INSTRUCTIONS TO FOLLOW
Write out the following lines word for word, with nothing added or changed.

WORKING DATA
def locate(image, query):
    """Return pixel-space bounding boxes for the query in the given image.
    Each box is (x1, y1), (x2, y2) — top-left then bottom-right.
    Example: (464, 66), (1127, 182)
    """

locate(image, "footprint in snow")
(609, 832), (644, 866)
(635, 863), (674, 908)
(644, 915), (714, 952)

OUTPUT FOR THIS TASK
def locate(image, query):
    """Return pixel-space bounding boxes for the query in the given image.
    Each box is (x1, y1), (x2, y2) — top-left then bottom-right.
    Example: (464, 66), (1127, 182)
    """

locate(image, "footprint in snow")
(609, 832), (644, 866)
(635, 863), (674, 908)
(644, 915), (714, 952)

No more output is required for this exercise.